▼
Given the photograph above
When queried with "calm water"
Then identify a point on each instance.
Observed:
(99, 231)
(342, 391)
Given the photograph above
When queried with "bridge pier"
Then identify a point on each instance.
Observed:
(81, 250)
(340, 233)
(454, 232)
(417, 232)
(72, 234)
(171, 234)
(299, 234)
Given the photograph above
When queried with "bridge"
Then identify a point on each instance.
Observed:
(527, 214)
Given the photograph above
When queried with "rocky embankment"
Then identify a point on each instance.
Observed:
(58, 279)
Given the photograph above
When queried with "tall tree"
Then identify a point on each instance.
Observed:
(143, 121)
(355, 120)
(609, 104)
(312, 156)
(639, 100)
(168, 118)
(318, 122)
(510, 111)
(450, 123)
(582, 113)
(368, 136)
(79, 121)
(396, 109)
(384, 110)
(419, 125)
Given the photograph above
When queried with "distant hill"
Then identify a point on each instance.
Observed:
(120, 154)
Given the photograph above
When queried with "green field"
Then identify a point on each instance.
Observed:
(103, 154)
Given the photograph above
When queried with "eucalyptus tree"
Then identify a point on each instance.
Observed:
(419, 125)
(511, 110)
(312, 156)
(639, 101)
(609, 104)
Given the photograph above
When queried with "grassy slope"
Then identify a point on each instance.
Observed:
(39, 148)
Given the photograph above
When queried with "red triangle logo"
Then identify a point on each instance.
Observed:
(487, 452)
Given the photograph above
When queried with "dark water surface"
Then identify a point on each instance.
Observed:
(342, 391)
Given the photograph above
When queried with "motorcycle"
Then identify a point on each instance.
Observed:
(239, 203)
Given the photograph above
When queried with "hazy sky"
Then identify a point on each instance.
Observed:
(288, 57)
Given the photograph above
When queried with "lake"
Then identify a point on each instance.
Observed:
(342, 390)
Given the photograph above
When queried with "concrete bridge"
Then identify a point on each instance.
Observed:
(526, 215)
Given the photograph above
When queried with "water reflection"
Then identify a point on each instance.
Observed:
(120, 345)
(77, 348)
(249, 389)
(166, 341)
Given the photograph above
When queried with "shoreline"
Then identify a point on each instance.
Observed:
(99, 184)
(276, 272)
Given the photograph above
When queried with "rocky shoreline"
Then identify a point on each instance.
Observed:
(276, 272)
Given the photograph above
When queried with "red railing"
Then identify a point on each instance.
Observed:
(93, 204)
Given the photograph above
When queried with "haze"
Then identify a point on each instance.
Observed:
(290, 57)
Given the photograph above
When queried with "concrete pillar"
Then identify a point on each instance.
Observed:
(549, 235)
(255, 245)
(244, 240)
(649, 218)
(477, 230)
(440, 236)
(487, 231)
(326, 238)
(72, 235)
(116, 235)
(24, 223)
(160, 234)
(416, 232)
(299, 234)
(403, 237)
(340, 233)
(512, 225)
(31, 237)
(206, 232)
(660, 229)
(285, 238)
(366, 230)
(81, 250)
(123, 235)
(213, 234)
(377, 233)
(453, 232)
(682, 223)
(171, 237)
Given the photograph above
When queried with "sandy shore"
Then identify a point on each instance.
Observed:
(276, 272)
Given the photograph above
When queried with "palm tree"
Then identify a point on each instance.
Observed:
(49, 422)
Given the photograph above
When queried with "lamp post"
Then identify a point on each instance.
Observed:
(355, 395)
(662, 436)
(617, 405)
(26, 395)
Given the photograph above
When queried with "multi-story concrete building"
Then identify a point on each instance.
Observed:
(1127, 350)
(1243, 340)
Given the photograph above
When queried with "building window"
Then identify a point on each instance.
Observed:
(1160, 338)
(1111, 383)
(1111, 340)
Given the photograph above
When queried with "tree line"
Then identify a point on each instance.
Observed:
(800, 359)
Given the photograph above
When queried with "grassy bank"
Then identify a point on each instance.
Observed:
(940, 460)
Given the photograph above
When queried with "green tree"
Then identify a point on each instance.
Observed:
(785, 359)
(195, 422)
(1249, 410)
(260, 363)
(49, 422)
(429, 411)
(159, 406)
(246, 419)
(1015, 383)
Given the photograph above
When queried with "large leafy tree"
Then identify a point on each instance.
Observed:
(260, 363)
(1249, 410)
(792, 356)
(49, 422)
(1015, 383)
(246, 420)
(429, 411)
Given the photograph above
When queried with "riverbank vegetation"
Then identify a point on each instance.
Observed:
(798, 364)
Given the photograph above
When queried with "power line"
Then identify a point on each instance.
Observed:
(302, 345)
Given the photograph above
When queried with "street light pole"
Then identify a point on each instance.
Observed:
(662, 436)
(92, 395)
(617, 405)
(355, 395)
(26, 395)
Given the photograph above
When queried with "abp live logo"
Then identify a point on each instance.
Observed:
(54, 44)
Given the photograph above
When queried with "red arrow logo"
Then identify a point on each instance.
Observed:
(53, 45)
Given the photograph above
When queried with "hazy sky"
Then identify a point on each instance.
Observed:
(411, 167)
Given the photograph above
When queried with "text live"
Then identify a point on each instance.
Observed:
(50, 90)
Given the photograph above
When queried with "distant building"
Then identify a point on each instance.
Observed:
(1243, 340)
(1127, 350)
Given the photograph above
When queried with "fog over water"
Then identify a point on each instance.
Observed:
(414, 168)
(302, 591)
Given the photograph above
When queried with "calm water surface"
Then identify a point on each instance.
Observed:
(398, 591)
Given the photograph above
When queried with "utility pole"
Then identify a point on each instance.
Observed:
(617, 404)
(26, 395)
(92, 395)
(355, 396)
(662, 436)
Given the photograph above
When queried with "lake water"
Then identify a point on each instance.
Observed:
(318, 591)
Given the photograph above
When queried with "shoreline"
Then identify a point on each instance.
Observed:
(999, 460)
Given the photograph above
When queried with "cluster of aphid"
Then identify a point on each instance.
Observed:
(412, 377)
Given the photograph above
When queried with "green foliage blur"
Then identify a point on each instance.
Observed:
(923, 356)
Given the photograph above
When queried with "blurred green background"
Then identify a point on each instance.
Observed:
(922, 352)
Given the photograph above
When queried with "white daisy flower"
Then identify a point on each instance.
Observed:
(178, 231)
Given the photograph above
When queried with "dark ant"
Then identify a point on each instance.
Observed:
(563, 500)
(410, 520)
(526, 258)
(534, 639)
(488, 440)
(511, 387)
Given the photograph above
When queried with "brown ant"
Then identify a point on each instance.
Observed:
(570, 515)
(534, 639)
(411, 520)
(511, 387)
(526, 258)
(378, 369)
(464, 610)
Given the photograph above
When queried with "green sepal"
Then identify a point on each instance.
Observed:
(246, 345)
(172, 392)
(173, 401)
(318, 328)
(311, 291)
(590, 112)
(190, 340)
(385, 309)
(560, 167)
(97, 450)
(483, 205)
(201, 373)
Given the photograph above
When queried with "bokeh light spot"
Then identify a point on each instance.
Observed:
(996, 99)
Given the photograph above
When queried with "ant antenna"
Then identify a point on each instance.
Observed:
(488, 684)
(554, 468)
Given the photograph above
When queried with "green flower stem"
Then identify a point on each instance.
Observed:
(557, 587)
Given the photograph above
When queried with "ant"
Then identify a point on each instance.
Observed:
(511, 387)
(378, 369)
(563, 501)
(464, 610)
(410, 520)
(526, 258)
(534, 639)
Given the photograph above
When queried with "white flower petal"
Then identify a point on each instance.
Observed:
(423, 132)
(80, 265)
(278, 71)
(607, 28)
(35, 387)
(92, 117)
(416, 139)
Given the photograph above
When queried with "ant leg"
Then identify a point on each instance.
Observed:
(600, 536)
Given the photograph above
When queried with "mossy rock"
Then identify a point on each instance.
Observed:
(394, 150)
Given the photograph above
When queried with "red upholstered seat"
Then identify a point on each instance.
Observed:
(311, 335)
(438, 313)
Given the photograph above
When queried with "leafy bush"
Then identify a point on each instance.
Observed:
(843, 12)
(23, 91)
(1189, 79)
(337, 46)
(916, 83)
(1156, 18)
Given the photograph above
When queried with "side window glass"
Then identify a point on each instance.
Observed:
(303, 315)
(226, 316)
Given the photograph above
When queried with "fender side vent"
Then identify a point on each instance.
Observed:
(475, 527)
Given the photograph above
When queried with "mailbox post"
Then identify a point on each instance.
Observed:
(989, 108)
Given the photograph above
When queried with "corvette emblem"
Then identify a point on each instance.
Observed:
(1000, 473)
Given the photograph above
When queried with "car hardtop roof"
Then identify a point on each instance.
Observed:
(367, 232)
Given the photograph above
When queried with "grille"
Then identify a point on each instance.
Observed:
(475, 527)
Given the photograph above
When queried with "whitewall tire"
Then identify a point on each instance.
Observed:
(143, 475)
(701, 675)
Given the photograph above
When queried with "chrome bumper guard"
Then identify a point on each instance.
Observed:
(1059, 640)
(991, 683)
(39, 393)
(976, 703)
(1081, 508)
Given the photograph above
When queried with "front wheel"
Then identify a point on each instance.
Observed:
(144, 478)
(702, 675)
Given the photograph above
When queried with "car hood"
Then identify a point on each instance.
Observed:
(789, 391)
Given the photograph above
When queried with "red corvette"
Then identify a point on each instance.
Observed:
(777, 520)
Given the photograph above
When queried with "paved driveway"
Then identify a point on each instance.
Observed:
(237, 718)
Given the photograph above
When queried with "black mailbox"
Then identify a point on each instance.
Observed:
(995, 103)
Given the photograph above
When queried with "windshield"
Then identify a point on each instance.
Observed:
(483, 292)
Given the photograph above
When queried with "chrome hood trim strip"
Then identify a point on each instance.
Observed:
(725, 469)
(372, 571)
▲
# [OBJETIVO]
Cuenta cuántas líneas de los datos contienen la cadena "bridge", distinguiendo entre mayúsculas y minúsculas, y responde únicamente con el número.

# [SOLUCIÓN]
3